▶ **Action item**
The response must consist of the lines below from the one with "scope: an outline for every instance of the crutch" through the one with "target: man", exactly as they appear and with both ends kept.

▶ **Material shown**
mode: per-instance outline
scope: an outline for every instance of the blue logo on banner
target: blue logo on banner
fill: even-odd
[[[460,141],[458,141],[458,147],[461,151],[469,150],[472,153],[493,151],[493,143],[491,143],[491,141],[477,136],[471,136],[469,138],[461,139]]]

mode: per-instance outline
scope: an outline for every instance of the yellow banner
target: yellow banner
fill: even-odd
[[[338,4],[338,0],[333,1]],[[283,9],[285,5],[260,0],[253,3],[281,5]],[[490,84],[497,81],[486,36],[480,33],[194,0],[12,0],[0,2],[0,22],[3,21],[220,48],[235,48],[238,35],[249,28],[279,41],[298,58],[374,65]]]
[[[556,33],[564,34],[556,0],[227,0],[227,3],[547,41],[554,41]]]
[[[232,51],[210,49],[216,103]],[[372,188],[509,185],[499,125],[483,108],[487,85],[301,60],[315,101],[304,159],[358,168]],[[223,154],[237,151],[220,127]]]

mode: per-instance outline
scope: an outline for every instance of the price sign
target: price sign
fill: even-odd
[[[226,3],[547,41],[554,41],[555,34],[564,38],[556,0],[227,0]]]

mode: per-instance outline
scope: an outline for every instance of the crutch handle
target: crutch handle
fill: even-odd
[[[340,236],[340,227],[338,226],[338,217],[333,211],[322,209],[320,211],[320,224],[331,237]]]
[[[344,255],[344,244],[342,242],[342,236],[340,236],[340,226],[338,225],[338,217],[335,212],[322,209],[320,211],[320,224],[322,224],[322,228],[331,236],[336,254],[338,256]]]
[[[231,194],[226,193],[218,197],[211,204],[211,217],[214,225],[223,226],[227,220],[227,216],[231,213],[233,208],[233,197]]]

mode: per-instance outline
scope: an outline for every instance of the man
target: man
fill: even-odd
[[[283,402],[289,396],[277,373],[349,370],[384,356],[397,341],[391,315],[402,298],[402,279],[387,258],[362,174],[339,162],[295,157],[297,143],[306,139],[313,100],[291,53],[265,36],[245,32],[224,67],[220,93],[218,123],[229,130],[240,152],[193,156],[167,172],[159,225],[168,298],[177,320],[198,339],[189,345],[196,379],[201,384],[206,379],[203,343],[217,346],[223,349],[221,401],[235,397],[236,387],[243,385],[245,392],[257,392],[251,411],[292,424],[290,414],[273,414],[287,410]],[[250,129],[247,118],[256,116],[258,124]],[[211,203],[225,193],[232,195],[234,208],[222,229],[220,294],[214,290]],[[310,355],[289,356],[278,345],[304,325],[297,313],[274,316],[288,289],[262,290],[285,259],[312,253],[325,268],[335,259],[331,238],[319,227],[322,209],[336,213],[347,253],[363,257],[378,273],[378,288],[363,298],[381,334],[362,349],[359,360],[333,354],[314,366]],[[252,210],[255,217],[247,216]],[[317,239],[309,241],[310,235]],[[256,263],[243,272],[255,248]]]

▶ **Task answer**
scope: an outline for every instance of the crutch handle
target: crutch handle
fill: even-odd
[[[340,236],[340,227],[338,226],[338,217],[333,211],[322,209],[320,211],[320,224],[331,237]]]
[[[344,255],[344,244],[342,242],[342,236],[340,236],[340,226],[338,225],[338,217],[335,212],[322,209],[320,211],[320,224],[322,224],[322,228],[331,236],[336,254],[338,256]]]
[[[231,194],[226,193],[218,197],[211,204],[211,217],[214,225],[223,226],[227,220],[227,216],[231,213],[233,208],[233,197]]]

mode: per-instance outline
scope: an outline for every instance of the man
target: man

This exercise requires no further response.